▶ Problem to work on
Gather every line from the entries below that contains the string "grass", and copy each one out.

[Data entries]

◇ ◇ ◇ ◇ ◇

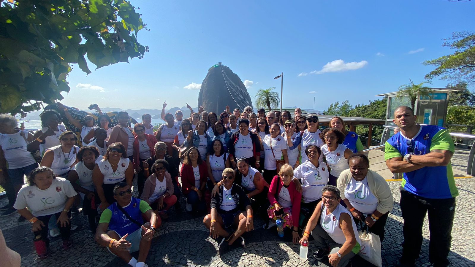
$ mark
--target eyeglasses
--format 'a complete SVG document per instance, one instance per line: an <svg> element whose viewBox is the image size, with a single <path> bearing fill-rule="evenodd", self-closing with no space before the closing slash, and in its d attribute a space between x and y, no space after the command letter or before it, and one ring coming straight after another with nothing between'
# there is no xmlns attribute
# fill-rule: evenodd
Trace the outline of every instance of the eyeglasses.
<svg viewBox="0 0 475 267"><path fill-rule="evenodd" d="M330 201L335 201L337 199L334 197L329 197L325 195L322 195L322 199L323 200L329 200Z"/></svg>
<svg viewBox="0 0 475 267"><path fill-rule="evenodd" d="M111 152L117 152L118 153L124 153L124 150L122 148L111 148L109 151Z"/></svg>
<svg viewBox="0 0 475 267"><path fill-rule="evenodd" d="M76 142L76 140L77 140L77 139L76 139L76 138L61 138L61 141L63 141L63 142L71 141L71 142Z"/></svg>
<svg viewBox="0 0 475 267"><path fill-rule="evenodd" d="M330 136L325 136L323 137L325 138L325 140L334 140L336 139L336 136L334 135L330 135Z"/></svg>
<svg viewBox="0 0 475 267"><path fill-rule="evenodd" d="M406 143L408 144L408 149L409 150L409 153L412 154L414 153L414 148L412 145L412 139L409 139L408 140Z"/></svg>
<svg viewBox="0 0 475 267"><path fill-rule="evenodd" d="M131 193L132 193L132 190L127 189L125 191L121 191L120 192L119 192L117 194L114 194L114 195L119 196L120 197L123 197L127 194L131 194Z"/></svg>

◇ ◇ ◇ ◇ ◇

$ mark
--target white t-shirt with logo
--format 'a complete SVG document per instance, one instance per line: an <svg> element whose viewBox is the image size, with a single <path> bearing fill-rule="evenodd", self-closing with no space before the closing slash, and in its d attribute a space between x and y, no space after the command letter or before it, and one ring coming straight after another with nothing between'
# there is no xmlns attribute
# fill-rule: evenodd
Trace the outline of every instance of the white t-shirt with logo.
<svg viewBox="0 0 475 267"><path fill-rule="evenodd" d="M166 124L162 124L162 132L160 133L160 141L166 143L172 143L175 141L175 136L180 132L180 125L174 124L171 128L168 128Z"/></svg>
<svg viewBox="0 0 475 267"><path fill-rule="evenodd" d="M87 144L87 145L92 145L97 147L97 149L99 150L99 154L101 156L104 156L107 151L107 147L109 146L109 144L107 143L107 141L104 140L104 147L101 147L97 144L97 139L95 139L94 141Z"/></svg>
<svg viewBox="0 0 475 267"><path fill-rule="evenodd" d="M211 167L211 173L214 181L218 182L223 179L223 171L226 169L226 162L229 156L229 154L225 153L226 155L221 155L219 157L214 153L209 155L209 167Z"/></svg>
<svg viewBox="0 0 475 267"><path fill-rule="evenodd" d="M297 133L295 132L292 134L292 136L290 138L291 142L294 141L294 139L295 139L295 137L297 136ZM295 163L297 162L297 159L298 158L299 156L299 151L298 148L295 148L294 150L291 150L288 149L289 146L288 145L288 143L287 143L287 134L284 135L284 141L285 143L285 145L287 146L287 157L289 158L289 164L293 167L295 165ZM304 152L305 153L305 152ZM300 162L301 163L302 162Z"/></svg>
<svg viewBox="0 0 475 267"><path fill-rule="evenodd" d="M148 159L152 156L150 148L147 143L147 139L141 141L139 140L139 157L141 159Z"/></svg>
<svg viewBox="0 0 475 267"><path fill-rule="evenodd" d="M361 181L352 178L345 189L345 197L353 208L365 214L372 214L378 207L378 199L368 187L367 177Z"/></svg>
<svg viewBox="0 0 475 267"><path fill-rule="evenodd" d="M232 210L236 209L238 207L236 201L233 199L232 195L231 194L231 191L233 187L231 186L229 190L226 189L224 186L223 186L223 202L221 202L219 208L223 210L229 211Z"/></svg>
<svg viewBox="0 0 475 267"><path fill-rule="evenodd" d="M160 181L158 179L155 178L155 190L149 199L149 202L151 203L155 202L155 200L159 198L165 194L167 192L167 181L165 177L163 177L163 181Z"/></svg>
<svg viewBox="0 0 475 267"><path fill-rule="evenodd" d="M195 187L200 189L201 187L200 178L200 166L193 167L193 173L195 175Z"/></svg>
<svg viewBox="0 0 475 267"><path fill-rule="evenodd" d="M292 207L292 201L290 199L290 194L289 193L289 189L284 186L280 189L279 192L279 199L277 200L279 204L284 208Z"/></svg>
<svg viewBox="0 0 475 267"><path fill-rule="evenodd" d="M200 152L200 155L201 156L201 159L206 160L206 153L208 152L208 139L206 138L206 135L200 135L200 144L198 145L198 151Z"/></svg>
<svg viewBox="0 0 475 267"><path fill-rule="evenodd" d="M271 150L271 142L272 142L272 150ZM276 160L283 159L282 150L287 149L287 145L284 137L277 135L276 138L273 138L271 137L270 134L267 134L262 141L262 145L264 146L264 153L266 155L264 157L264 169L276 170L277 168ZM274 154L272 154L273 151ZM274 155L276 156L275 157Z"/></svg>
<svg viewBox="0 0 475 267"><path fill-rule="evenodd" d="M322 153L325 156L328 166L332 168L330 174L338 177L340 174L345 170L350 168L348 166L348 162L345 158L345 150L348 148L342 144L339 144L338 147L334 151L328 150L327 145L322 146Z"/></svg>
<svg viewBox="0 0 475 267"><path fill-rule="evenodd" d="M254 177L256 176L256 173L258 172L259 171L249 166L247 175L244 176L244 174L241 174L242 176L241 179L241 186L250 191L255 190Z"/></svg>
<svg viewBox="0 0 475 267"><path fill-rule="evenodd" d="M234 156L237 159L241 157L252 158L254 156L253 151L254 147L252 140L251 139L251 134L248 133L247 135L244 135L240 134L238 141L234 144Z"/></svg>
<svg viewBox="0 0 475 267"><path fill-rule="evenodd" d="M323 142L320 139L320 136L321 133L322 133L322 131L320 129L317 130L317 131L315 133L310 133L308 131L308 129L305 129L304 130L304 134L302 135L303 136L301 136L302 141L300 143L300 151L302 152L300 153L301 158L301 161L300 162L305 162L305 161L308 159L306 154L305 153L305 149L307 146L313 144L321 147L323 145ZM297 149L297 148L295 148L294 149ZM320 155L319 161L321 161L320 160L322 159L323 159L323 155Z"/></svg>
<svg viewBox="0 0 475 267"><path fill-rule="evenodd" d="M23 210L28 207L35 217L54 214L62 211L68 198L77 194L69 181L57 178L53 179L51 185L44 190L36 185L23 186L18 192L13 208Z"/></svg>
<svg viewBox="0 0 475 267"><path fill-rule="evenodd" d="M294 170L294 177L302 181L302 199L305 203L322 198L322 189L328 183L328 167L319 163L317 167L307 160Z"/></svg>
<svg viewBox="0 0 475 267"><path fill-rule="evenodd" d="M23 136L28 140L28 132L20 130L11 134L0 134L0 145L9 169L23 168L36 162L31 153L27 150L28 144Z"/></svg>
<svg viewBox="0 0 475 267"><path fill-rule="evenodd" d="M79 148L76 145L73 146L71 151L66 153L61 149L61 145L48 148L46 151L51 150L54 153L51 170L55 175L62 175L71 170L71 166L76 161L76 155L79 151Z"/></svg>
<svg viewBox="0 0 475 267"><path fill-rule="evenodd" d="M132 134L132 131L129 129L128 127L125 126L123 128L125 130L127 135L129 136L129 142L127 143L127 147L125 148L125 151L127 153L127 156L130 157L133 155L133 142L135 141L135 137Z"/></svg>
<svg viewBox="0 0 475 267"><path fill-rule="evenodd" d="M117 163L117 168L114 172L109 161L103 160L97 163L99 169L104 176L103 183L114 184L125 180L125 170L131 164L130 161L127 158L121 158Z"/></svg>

◇ ◇ ◇ ◇ ◇

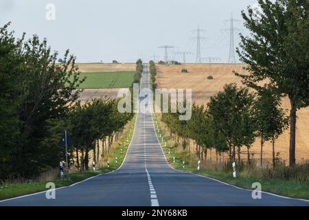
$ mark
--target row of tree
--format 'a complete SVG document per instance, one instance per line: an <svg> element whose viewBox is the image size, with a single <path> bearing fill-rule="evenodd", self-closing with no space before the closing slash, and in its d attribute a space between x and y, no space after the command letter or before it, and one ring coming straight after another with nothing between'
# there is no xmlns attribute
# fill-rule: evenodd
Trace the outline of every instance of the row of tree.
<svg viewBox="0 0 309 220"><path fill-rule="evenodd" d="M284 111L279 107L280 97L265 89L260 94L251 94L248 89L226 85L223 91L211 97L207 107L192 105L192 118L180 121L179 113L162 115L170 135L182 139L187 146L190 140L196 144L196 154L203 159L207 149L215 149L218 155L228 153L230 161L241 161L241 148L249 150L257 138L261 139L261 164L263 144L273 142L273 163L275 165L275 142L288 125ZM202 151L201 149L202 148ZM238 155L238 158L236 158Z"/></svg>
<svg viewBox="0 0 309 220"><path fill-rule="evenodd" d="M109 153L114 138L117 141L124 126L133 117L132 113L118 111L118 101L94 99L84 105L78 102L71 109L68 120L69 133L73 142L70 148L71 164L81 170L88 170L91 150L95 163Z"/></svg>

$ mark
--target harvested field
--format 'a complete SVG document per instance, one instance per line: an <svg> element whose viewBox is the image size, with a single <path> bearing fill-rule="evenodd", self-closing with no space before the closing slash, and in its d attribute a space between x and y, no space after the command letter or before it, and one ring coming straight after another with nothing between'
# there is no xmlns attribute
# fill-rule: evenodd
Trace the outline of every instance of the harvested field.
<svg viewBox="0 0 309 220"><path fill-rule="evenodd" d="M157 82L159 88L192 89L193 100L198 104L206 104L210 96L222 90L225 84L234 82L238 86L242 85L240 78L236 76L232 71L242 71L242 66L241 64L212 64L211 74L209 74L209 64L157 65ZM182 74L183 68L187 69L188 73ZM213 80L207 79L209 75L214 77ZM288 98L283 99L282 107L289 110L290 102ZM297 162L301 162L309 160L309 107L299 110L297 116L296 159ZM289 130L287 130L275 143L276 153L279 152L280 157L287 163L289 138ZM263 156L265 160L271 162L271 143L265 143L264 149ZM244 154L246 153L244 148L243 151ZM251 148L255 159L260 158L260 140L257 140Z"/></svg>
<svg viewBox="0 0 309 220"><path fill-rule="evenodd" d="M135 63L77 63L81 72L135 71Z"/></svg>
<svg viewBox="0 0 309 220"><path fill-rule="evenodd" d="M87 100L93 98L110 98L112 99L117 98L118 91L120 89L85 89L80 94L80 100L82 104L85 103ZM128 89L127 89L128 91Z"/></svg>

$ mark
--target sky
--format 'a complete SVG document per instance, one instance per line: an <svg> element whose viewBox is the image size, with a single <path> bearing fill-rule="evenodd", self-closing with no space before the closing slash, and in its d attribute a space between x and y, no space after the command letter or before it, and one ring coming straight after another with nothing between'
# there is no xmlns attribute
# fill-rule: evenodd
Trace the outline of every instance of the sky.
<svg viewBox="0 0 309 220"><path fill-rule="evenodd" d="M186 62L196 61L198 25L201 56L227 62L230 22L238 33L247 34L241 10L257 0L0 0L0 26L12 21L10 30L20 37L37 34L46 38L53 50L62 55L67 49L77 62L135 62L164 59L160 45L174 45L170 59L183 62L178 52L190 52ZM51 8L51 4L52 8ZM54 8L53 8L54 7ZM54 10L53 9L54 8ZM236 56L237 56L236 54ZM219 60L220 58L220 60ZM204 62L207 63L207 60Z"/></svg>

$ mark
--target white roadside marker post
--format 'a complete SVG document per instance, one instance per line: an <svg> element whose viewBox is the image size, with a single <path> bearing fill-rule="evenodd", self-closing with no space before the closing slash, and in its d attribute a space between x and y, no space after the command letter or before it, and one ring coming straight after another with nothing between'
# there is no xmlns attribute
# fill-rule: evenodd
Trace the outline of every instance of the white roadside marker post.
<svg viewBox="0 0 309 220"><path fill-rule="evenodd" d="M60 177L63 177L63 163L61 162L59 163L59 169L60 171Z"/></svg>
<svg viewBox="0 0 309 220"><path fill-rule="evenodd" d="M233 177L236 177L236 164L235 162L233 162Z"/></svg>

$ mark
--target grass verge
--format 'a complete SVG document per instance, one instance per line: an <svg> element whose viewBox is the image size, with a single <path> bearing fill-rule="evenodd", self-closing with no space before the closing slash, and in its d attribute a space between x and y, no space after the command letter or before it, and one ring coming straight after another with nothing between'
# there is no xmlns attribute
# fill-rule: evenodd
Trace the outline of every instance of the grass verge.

◇ ◇ ◇ ◇ ◇

▶ Full output
--target grass verge
Trace the outline of every instance of the grass verge.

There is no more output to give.